## Page text

- Opening Delimiter -

Patterns of classical and modifiable parent-of-origin effect (POE) regulation on DNA methylation. X axis: mQTL genotypes, left purple: paternal allele, right pink: maternal allele. Y axis: methylation level of the regulated CpG. Upper panel: classical POE patterns including parental and complex (dominance) POE patterns. Parental patterns show two levels of methylation depending on the expressed allele and the allelic effect. Complex POE manifests as the two homozygous groups having the same methylation level whereas the heterozygous groups are different. Dashed box: difference between methylation level of heterozygous groups of the mQTL is the hallmark of POE. Bottom: scenarios when the POE is modified by genetic or environmental factors, leading to the alteration of POE for different levels of the modifier.

Figure 2

Design of the study. Cov: covariates fitted in the model. Zeng et al.(2019): the study which reported CpGs regulated by POE and the mQTLs that induce the POE for 586 CpGs (reference 4).

Figure 3

CpGs regulated by the modifiable-POE. a. Proportion of methylation variation explained by different models for the three CpGs regulated by modifiable-POE. The ‘Base model’ accounted for age, sex, cell proportion, smoking variables (‘pack years’ and ‘lifetime smoking status’. These were not included as covariates when they were the tested modifier factor) and principal components of the OMIC (DNA methylation)-relationship-matrix. Mod: modifier; Add: additive genetic effect, Dom: dominance genetic effect. Add x Mod: interaction between additive genetic effect and the modifier; POE x Mod: interaction between parent-of-origin genetic effect and the modifier. b. Distributions of methylation levels of CpGs regulated by modifiable POE (N_CpG=3), CpGs regulated by POE from known mQTLs but the POE is not modifiable (N_CpG=583), CpGs regulated by POE but without an mQTL identified (the CpGs were reported in ref 4: Zeng et al. (2019), N_CpG=398) and randomly selected non-POE CpGs from all QCed array probes (N_CpG=10,000). Unrelated individuals from the GS:SFHS discovery subset were used to produce the plot.

- Closing Delimiter -

## Data below
- Opening Delimiter -

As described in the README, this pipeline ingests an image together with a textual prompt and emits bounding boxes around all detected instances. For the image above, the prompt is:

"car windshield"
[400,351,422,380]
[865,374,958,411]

- Closing Delimiter -

## What to do
1. Output the figure legends from "Patterns of classical" to "of the modifier.", copying that span exactly.
2. Answer these questions from the figure legends:
(a) In the plots of POE patterns, which allele appears on the left of the X axis?
(b) For how many CpGs did Zeng et al. (2019) report the mQTLs that induce the POE?
(c) How many randomly selected non-POE CpGs were included in the distribution comparison?

## Solutions to the exercise
1.
Patterns of classical and modifiable parent-of-origin effect (POE) regulation on DNA methylation. X axis: mQTL genotypes, left purple: paternal allele, right pink: maternal allele. Y axis: methylation level of the regulated CpG. Upper panel: classical POE patterns including parental and complex (dominance) POE patterns. Parental patterns show two levels of methylation depending on the expressed allele and the allelic effect. Complex POE manifests as the two homozygous groups having the same methylation level whereas the heterozygous groups are different. Dashed box: difference between methylation level of heterozygous groups of the mQTL is the hallmark of POE. Bottom: scenarios when the POE is modified by genetic or environmental factors, leading to the alteration of POE for different levels of the modifier.

2.
(a) The paternal allele, shown in purple.
(b) 586 CpGs.
(c) 10,000 CpGs.